- The exercise -
Count the lines in the records below that contain the string "brick". Reply with the number alone.

- Data provided -
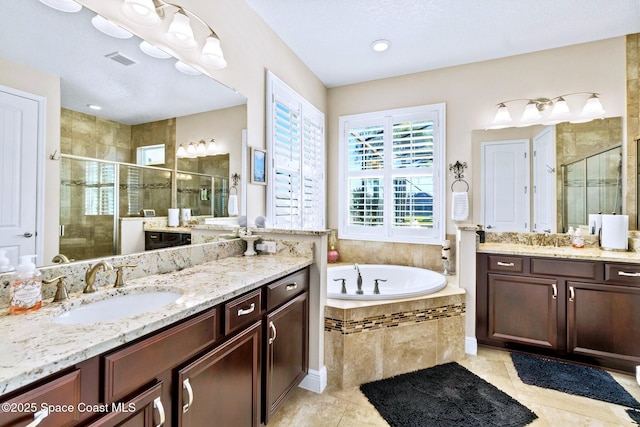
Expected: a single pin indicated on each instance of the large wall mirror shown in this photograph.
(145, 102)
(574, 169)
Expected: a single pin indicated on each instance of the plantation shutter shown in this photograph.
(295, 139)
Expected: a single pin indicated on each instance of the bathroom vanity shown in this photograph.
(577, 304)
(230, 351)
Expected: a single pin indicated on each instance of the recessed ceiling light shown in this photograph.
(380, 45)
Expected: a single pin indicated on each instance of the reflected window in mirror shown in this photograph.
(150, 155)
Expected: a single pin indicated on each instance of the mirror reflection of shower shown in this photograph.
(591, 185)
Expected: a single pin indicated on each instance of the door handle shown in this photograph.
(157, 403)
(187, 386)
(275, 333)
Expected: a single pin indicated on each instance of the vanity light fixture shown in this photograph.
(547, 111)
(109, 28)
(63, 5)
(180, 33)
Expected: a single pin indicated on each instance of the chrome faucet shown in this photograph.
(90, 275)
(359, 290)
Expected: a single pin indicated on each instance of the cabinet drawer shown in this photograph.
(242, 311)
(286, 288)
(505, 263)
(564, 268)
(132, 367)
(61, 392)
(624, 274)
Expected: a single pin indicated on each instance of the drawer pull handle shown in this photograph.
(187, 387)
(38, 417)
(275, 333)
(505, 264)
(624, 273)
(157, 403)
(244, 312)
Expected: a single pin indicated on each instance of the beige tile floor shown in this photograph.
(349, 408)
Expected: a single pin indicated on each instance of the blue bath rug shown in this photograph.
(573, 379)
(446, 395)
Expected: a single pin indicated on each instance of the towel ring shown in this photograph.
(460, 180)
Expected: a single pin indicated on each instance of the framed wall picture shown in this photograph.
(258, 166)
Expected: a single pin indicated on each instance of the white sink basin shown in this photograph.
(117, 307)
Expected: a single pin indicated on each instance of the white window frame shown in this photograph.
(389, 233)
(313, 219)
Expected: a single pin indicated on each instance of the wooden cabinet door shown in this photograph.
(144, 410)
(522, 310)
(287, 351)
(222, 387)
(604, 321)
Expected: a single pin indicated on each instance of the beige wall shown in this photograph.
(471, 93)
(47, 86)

---

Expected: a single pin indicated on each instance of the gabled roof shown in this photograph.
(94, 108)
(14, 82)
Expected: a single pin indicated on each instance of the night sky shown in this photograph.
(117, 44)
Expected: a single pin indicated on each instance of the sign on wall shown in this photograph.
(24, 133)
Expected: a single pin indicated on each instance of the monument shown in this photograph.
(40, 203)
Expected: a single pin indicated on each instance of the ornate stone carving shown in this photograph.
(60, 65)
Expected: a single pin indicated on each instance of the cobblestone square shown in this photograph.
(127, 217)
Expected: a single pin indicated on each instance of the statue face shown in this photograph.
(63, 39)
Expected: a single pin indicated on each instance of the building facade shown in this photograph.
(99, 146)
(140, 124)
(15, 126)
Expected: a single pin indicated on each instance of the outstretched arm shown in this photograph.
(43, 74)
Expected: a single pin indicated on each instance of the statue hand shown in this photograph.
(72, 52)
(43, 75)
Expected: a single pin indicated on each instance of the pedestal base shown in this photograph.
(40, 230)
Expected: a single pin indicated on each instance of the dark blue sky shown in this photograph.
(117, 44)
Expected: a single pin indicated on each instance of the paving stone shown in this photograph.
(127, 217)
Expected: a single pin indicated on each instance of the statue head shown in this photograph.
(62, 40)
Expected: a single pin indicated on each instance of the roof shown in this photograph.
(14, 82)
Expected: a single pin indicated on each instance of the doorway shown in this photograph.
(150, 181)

--

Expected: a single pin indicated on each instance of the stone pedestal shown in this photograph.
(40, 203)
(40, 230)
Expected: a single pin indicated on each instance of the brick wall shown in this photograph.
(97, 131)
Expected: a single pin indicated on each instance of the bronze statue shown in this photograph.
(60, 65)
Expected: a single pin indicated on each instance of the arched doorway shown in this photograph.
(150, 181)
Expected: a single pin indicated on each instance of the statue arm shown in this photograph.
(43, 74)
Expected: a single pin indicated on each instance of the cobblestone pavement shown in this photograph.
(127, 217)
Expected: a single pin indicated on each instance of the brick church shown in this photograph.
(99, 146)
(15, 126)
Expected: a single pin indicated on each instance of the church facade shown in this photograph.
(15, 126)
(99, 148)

- Exercise solution -
2